Exercise: Exact copies of the lines from the one with "Target: man's striped shirt" through the last line of the entries, and no pictures, make up the answer.
───── Records shown ─────
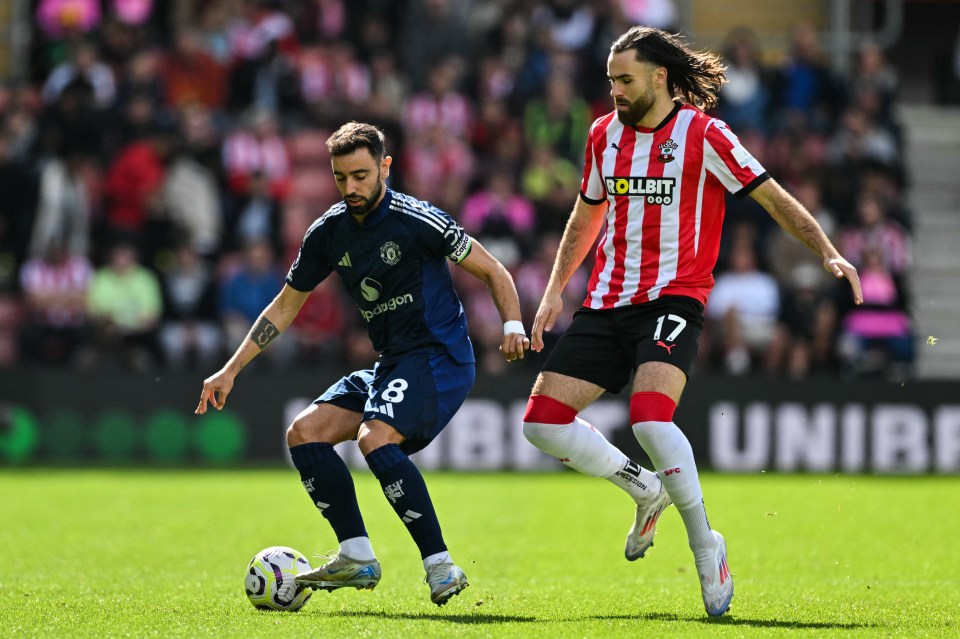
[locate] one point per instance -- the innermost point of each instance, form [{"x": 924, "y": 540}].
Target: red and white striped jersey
[{"x": 664, "y": 189}]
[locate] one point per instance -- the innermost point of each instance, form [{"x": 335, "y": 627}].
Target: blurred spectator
[
  {"x": 807, "y": 322},
  {"x": 874, "y": 82},
  {"x": 745, "y": 96},
  {"x": 500, "y": 218},
  {"x": 191, "y": 201},
  {"x": 334, "y": 84},
  {"x": 442, "y": 105},
  {"x": 551, "y": 183},
  {"x": 246, "y": 291},
  {"x": 570, "y": 23},
  {"x": 438, "y": 167},
  {"x": 18, "y": 193},
  {"x": 320, "y": 324},
  {"x": 60, "y": 19},
  {"x": 190, "y": 334},
  {"x": 84, "y": 65},
  {"x": 264, "y": 74},
  {"x": 126, "y": 305},
  {"x": 433, "y": 30},
  {"x": 743, "y": 308},
  {"x": 134, "y": 186},
  {"x": 259, "y": 26},
  {"x": 55, "y": 284},
  {"x": 191, "y": 75},
  {"x": 64, "y": 209},
  {"x": 258, "y": 218},
  {"x": 784, "y": 253},
  {"x": 875, "y": 232},
  {"x": 877, "y": 336}
]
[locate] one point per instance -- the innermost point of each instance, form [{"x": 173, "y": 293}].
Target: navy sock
[
  {"x": 330, "y": 486},
  {"x": 403, "y": 485}
]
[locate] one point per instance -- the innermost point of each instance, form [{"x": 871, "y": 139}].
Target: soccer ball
[{"x": 269, "y": 581}]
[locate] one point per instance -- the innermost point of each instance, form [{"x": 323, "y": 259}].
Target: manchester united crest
[
  {"x": 666, "y": 151},
  {"x": 390, "y": 253}
]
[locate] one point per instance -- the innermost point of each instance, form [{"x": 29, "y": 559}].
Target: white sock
[
  {"x": 583, "y": 448},
  {"x": 436, "y": 558},
  {"x": 672, "y": 456},
  {"x": 698, "y": 528},
  {"x": 358, "y": 548}
]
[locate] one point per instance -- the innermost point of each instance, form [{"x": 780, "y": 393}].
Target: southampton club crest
[
  {"x": 390, "y": 253},
  {"x": 666, "y": 151}
]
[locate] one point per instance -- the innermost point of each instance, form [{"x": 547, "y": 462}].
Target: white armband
[{"x": 514, "y": 326}]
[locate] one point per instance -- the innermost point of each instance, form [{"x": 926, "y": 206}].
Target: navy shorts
[
  {"x": 604, "y": 346},
  {"x": 417, "y": 394}
]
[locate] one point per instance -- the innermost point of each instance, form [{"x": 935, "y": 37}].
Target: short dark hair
[
  {"x": 694, "y": 76},
  {"x": 354, "y": 135}
]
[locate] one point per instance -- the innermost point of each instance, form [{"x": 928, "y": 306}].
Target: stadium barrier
[{"x": 735, "y": 425}]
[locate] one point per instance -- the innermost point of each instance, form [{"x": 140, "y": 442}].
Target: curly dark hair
[
  {"x": 693, "y": 76},
  {"x": 355, "y": 135}
]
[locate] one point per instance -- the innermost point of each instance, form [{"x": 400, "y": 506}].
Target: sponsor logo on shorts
[
  {"x": 394, "y": 491},
  {"x": 665, "y": 346},
  {"x": 390, "y": 253}
]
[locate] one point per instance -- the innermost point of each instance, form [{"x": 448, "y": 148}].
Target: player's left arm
[
  {"x": 491, "y": 272},
  {"x": 798, "y": 222}
]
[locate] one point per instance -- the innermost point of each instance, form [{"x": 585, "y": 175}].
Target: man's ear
[{"x": 660, "y": 76}]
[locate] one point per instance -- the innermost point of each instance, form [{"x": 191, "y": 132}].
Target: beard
[
  {"x": 637, "y": 109},
  {"x": 367, "y": 204}
]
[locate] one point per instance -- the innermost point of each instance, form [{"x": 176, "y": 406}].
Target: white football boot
[
  {"x": 716, "y": 584},
  {"x": 445, "y": 579},
  {"x": 640, "y": 537},
  {"x": 342, "y": 572}
]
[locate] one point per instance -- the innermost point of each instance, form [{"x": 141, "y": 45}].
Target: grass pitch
[{"x": 162, "y": 553}]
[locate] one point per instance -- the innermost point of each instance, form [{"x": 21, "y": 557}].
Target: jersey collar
[
  {"x": 670, "y": 116},
  {"x": 377, "y": 214}
]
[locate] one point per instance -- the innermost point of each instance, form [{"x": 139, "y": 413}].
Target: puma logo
[{"x": 669, "y": 348}]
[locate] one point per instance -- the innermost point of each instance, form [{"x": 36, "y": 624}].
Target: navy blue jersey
[{"x": 394, "y": 266}]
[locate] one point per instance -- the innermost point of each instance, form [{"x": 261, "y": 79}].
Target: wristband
[{"x": 514, "y": 326}]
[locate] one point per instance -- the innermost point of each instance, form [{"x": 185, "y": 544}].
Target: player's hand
[
  {"x": 513, "y": 346},
  {"x": 547, "y": 314},
  {"x": 215, "y": 391},
  {"x": 839, "y": 267}
]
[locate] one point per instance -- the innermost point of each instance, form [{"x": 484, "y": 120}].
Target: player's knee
[
  {"x": 546, "y": 422},
  {"x": 299, "y": 432},
  {"x": 651, "y": 407}
]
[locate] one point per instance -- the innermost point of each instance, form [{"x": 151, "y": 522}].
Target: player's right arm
[
  {"x": 275, "y": 318},
  {"x": 581, "y": 231}
]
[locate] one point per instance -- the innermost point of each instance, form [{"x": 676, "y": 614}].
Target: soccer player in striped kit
[{"x": 655, "y": 172}]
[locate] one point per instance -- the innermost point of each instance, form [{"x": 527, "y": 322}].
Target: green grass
[{"x": 161, "y": 553}]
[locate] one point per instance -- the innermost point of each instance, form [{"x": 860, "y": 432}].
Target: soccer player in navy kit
[{"x": 390, "y": 250}]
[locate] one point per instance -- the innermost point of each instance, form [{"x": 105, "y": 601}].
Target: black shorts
[{"x": 604, "y": 346}]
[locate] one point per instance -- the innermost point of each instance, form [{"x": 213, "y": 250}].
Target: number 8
[{"x": 394, "y": 392}]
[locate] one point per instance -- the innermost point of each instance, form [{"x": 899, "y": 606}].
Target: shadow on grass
[
  {"x": 483, "y": 618},
  {"x": 475, "y": 618},
  {"x": 728, "y": 620}
]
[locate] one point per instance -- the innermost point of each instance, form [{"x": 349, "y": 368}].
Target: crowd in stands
[{"x": 160, "y": 163}]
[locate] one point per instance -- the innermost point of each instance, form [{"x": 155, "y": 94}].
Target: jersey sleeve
[
  {"x": 442, "y": 235},
  {"x": 592, "y": 188},
  {"x": 312, "y": 265},
  {"x": 729, "y": 161}
]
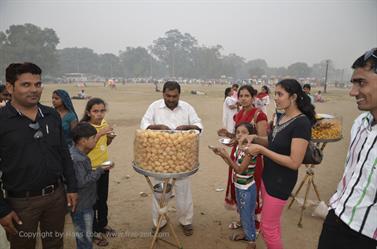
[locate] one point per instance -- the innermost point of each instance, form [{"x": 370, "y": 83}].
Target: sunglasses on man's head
[
  {"x": 372, "y": 54},
  {"x": 35, "y": 126}
]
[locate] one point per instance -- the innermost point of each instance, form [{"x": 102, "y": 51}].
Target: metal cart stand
[
  {"x": 309, "y": 178},
  {"x": 163, "y": 199}
]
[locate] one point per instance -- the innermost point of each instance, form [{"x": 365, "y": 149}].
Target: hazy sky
[{"x": 281, "y": 32}]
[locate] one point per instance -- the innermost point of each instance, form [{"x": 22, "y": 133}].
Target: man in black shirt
[{"x": 34, "y": 159}]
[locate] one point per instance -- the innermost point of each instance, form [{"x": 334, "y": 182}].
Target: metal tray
[
  {"x": 163, "y": 175},
  {"x": 327, "y": 140}
]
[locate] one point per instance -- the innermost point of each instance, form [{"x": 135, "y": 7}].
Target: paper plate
[
  {"x": 225, "y": 140},
  {"x": 324, "y": 115}
]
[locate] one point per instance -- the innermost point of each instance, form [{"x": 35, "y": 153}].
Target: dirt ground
[{"x": 130, "y": 214}]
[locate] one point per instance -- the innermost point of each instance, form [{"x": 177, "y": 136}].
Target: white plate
[
  {"x": 323, "y": 115},
  {"x": 225, "y": 140}
]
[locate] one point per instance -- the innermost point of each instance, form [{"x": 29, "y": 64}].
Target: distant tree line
[{"x": 173, "y": 55}]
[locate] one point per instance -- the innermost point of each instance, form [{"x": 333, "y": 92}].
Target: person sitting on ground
[
  {"x": 245, "y": 186},
  {"x": 81, "y": 95}
]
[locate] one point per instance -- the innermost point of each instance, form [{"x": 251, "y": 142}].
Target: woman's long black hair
[
  {"x": 303, "y": 101},
  {"x": 227, "y": 91},
  {"x": 91, "y": 102}
]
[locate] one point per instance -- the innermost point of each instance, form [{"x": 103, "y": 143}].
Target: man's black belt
[{"x": 49, "y": 189}]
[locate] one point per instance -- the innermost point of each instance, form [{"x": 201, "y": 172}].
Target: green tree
[
  {"x": 176, "y": 51},
  {"x": 109, "y": 66},
  {"x": 232, "y": 65},
  {"x": 137, "y": 62},
  {"x": 299, "y": 69},
  {"x": 31, "y": 43}
]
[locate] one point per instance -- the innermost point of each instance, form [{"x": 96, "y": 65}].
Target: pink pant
[{"x": 270, "y": 219}]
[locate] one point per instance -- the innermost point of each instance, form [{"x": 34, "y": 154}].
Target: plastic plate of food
[
  {"x": 323, "y": 116},
  {"x": 225, "y": 140}
]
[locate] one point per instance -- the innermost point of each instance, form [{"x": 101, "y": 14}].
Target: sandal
[
  {"x": 109, "y": 231},
  {"x": 251, "y": 245},
  {"x": 187, "y": 229},
  {"x": 100, "y": 240},
  {"x": 237, "y": 236},
  {"x": 234, "y": 225},
  {"x": 154, "y": 228}
]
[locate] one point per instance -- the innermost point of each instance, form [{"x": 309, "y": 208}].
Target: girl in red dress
[{"x": 258, "y": 119}]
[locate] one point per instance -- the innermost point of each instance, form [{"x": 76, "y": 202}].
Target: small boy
[{"x": 84, "y": 138}]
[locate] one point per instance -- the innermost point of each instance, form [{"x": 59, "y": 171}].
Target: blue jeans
[
  {"x": 246, "y": 202},
  {"x": 83, "y": 223}
]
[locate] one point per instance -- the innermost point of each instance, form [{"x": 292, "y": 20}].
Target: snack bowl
[
  {"x": 107, "y": 163},
  {"x": 225, "y": 140}
]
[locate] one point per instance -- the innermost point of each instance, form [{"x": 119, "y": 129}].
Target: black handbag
[{"x": 313, "y": 154}]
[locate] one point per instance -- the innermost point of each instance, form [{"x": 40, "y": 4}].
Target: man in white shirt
[
  {"x": 170, "y": 113},
  {"x": 352, "y": 219}
]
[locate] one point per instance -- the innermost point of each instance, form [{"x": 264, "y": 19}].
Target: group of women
[{"x": 270, "y": 156}]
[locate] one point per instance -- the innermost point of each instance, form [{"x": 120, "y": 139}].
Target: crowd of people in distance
[{"x": 51, "y": 159}]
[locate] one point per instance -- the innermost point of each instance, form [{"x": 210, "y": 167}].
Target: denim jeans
[
  {"x": 83, "y": 223},
  {"x": 100, "y": 207},
  {"x": 246, "y": 202}
]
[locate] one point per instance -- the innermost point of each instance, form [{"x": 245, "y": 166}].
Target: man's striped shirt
[{"x": 355, "y": 201}]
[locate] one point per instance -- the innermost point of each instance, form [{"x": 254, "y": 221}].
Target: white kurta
[
  {"x": 183, "y": 114},
  {"x": 228, "y": 114}
]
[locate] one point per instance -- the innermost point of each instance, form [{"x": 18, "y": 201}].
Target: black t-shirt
[{"x": 280, "y": 180}]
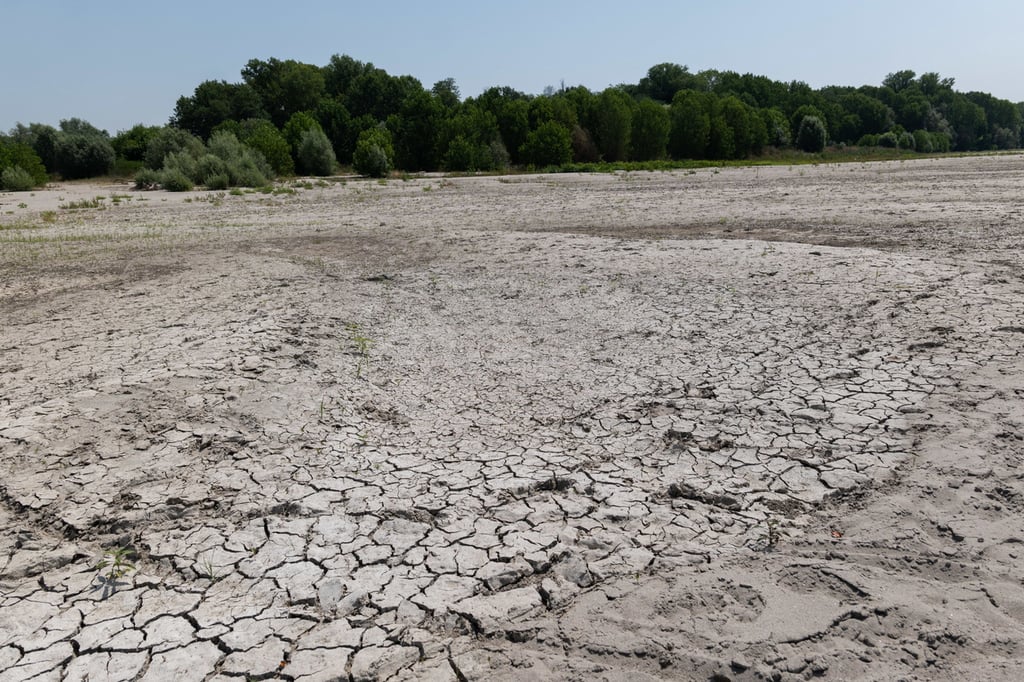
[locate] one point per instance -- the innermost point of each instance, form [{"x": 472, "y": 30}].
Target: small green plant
[
  {"x": 363, "y": 344},
  {"x": 117, "y": 564},
  {"x": 773, "y": 535},
  {"x": 208, "y": 569},
  {"x": 84, "y": 204}
]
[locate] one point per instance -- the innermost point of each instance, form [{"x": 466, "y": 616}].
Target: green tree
[
  {"x": 315, "y": 155},
  {"x": 805, "y": 111},
  {"x": 690, "y": 118},
  {"x": 448, "y": 92},
  {"x": 83, "y": 151},
  {"x": 374, "y": 153},
  {"x": 262, "y": 136},
  {"x": 131, "y": 144},
  {"x": 665, "y": 80},
  {"x": 417, "y": 129},
  {"x": 776, "y": 127},
  {"x": 968, "y": 121},
  {"x": 167, "y": 140},
  {"x": 613, "y": 124},
  {"x": 549, "y": 144},
  {"x": 338, "y": 126},
  {"x": 30, "y": 167},
  {"x": 511, "y": 110},
  {"x": 296, "y": 126},
  {"x": 812, "y": 135},
  {"x": 285, "y": 87},
  {"x": 212, "y": 103},
  {"x": 340, "y": 73},
  {"x": 650, "y": 130}
]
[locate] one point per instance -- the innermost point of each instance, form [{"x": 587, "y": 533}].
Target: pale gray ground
[{"x": 536, "y": 427}]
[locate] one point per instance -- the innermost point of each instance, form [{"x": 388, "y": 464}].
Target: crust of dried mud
[{"x": 735, "y": 424}]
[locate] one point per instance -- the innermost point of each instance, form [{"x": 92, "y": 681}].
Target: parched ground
[{"x": 735, "y": 424}]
─────
Task solution:
Target: man's striped shirt
[{"x": 355, "y": 201}]
[locate] one point per instance -- the innermost point of each instance, form [{"x": 254, "y": 221}].
Target: white kurta
[
  {"x": 183, "y": 114},
  {"x": 228, "y": 114}
]
[locate] one point per instance -- the innermost point of each instance, form [{"x": 18, "y": 201}].
Target: black t-shirt
[{"x": 280, "y": 180}]
[locate] one point per instance -- the innermost point of each instance, form [{"x": 472, "y": 30}].
Target: small green plant
[
  {"x": 363, "y": 344},
  {"x": 117, "y": 564},
  {"x": 773, "y": 535},
  {"x": 208, "y": 569},
  {"x": 84, "y": 204}
]
[locate] one point per instance -- the innermost point of each instance, form [{"x": 466, "y": 616}].
Target: green tree
[
  {"x": 315, "y": 155},
  {"x": 805, "y": 111},
  {"x": 690, "y": 118},
  {"x": 448, "y": 92},
  {"x": 83, "y": 151},
  {"x": 374, "y": 153},
  {"x": 262, "y": 136},
  {"x": 131, "y": 144},
  {"x": 665, "y": 80},
  {"x": 417, "y": 129},
  {"x": 776, "y": 127},
  {"x": 968, "y": 121},
  {"x": 167, "y": 140},
  {"x": 613, "y": 124},
  {"x": 549, "y": 144},
  {"x": 338, "y": 126},
  {"x": 30, "y": 167},
  {"x": 511, "y": 110},
  {"x": 296, "y": 126},
  {"x": 812, "y": 135},
  {"x": 285, "y": 87},
  {"x": 212, "y": 103},
  {"x": 340, "y": 73},
  {"x": 650, "y": 130}
]
[locate] one point per instance -- the innermost point of each instance, form [{"x": 587, "y": 533}].
Target: pale gray ground
[{"x": 536, "y": 427}]
[locate] one point per instance -- the innermost point of each instance, form [{"x": 388, "y": 464}].
Target: crust of dried mud
[{"x": 735, "y": 424}]
[locate] one point per instance -- the innermost point of each instance, form [{"x": 92, "y": 681}].
Target: parched ground
[{"x": 735, "y": 424}]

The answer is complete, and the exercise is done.